SOURCE DOCUMENT:
There the parsers told Malcat, via the FileTypeAnalyzer.add_file() method, about all the file listed in the LocalFile structures of the ZIP archive. This will make these files be listed in the Virtual Files tab:

../_images/newtab.png

The virtual files tab

Now that’s all well and good, but what happens when the user double-clicks the virtual file? Well, that’s when the third parameter of FileTypeAnalyzer.add_file() comes into play: it tells Malcat which method of this parser to call in order to unpack the file. If we look into the code of ZIP parser , we can see indeed that it defines an open method:

def open(self, vfile, password=None):
   lfh, compressed_size = self.filesystem.get(vfile.path, (None, None))    # recover the info we saved in parse()
   if lfh is None:
       raise KeyError("Unknown file path {}".format(vfile.path))
   # ...
   return self.unpack_manual(lfh, buf, pwd)    # do the unpacking, return a bytes object

Note

You don’t have to name these method “open”, you can chose whatever name you see fit. Different files can also have different unpack/open methods.

As we can see, this open method takes two input parameters:

The method should then proceed to unpack the file and return its content as a bytes object. Since they are always called after the file parsing took place, unpack methods have access to all the structures parsed in FileTypeAnalyzer.parse().

And that’s pretty much it. If the files require a password and the one passed as parameter is wrong, the method should raise an InvalidPassword exception: this will trigger in the UI a dialog box asking the user to provide another password. Any other exception thrown from these methods are displayed to the user in a simple MessageBox.

Adding symbols

File symbols, such as PE imports or ELF exported symbols, are valuable information for analysts. It is also the responsibility of the parser, to tell Malcat which symbols are defined in the analysed file. This is done by using the method FileTypeAnalyzer.add_symbol(), which helps Malcat to associate a virtual address with a symbol name. This should also be done within the FileTypeAnalyzer.parse() method. Example:

ordinal = ordinals[i]
address = addresses[ordinal]
# add symbol
self.add_symbol(self.imagebase + address, name, malcat.FileSymbol.EXPORT)

Different types of symbols can be added, you can find the list there: malcat.FileSymbol.Type.

Advanced topics

If you want to go further, you will find here a few key facts to keep into consideration when designing your parser:

A note on performances

While writing parsers in python has a lot of advantages, it can also have an impact on performances. You may start to notice it in particular if your parser tries to yield a large number of structures. Indeed, for each structures that is yielded, the following actions will happen:

  • a python object will be allocated

  • the structure’s types.Struct.parse() method will be called

  • for every sub-field yielded by types.Struct.parse(), python objects will be allocated

  • every object will be converted to CPP, which will also lead to more allocations

The reason behind this cost is because the types.Struct class is very expressive with its types.Struct.parse() method. But sometimes, you don’t need to be expressive, like when you just want to yield simple C-style structures. This is typically the case when the structure’s content is not dependent on the actual data, i.e. the structure will always have the exact same fields.

TASK REQUIREMENTS:
A. In the Malcat parser documentation, what exception should an unpack method raise when the supplied password is wrong?
B. Condense the paragraph of the Malcat parser documentation that begins "File symbols, such as PE imports" into a short bulleted list that keeps its main facts.
C. Write the next few sentences of the Malcat parser documentation, following on from its last sentence about structures that always have the exact same fields.

DATA PROVIDED:
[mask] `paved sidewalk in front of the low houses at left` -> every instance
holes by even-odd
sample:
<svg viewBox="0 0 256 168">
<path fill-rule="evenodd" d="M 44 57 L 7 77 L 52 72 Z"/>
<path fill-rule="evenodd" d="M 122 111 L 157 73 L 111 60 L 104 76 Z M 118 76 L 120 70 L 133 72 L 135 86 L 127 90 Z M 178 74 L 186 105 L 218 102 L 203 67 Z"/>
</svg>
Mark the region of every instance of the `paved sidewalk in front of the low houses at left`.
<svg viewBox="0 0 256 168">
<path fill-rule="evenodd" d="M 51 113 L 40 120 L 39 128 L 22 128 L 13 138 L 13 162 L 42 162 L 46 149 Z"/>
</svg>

TASK-BY-TASK OUTPUTS:
A. It should raise an InvalidPassword exception, which makes the UI show a dialog box asking the user for another password.

B.
- File symbols, such as PE imports or ELF exported symbols, are valuable information for analysts.
- The parser is responsible for telling Malcat which symbols the analyzed file defines.
- It does this with FileTypeAnalyzer.add_symbol(), which associates a virtual address with a symbol name.
- This should be done within the FileTypeAnalyzer.parse() method.

C.
If you happen to have such a structure, you can make your structure inherit from types.StaticStruct instead of types.Struct. types.StaticStruct are structures who’s types.StaticStruct.parse() method is called only once: the first time it is yielded. Every subsequent yield of the structure will give back the exact same structure. As a consequence, the types.StaticStruct.parse() method is now a class method, which has several implications:

  • when you yield sub-fields from within types.StaticStruct.parse(), None is always returned (remember, the structure’s content should not depend on the file’s data)

  • you cannot call types.Struct.look_ahead()

But the advantages in term of performances are huge, in particular if you yield a large number of instances of the same structure through your parsing. For instance, the DirectoryEntry structure found in FAT32 volumes is repeated a lot, once for each file in the file system. And since all the fields are static, inheriting from types.StaticStruct makes sense:

class DirectoryEntry(StaticStruct):

    @classmethod
    def parse(cls):
        filename = yield String(8, name="ShortFileName")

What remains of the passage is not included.